Pra quem lê este blog buscando dicas de viagem, o que vem a seguir não vai interessar muito. Aliás, não vai interessar MESMO: o post parece uma bíblia de tão longo!
Mas para chefs e restaurateurs não há hoje no mundo coisa que interesse mais do que o ranking dos 50 Melhores Restaurantes do Mundo. Simplesmente muda o jogo entrar naquela lista. O restaurante lota, o chef, se já não era, fica famoso. Um atalho à glória, portanto.
Recebi esta semana, do chefão da coisa pra América do Sul, o Josimar Melo, o convite habitual para voltar a integrar o júri. E de cara eu notei: mudaram as regras! Não são mais 5 restaurantes em que devo votar, mas sim 7. E achei divertida a parte que diz que serei solicitada a confirmar quando jantei nos lugares indicados - ainda bem que não sei mentir! :)
Como vivem me perguntando como é que o pessoal da revista Restaurant rege a votação, resolvi reproduzir a seguir as "regrinhas" que o Josimar me mandou, que já esclarecem muito.
• Você deverá nomear nem mais, nem menos, do que 7 restaurantes.
• Você pode votar em até 4 restaurantes em sua própria região (Brasil). Os 3 ou mais restantes devem ser localizados fora da sua região
• Você deve ter comido nestes restaurantes nos últimos 18 meses
• Você será indagado por que votou na sua escolha número 1. (EPA! Isso aqui também é novidade!)
• Você será solicitado a confirmar quando você visitou os locais.

Instruções
• a. Segundo o texto sobre a votação do ranking dos 50 Melhores Restaurantes do Mundo, em quantos restaurantes o jurado deve votar pelas novas regras?
• b. Prossiga o texto sobre a votação do ranking dos 50 Melhores Restaurantes do Mundo a partir do ponto em que ele termina.
As linhas não têm relação alguma com estas tarefas.

Extratos das linhas
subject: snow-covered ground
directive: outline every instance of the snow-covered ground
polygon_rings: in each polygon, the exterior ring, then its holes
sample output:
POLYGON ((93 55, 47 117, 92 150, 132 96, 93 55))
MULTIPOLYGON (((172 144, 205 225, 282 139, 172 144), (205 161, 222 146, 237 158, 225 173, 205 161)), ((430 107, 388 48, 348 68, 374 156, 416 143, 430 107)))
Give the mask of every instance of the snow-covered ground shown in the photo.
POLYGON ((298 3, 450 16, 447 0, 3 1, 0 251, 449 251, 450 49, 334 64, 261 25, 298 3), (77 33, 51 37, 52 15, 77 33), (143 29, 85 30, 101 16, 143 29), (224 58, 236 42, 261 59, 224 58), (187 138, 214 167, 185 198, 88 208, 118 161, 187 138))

Respostas em ordem
• a. Em exatamente 7 restaurantes, nem mais nem menos.

• b.
• Se você trabalha, é dono ou tem vínculos financeiros com um restaurante, não pode votar nele
• O voto é para o restaurante, não para o dono ou o chef.
• Todas as indicações são confidenciais e não serão divulgadas sem o seu consentimento
DÚVIDAS FREQUENTES
• Os jurados podem votar em qualquer restaurante que quiserem, desde que o tenha visitado nos últimos 18 meses
• O jurado que não votar no prazo não será contabilizado, sendo substituído por outro
• Os restaurantes que compõem a lista não têm que vender qualquer produto
• A Restaurant Magazine organiza o evento e contabiliza os votos. A S. Pellegrino é patrocinadora, e não pode influenciar os voto ou os resultados.
Antes que já queiram me dizer que esse ranking dos World's 50 Best é balela, já vou dizendo: todo ranking relevante gera controvérsia.
Ninguém vai reclamar se o Diário de São Genoíno publicar uma tabela listando os dez melhores bares do Rio (uma árvore quando cai na floresta faz barulho?). Mas quando um ranking ganha a importância que tem hoje o The World’s 50 Best, e elege anualmente os 50 melhores restaurantes do mundo, a coisa certamente “pega”.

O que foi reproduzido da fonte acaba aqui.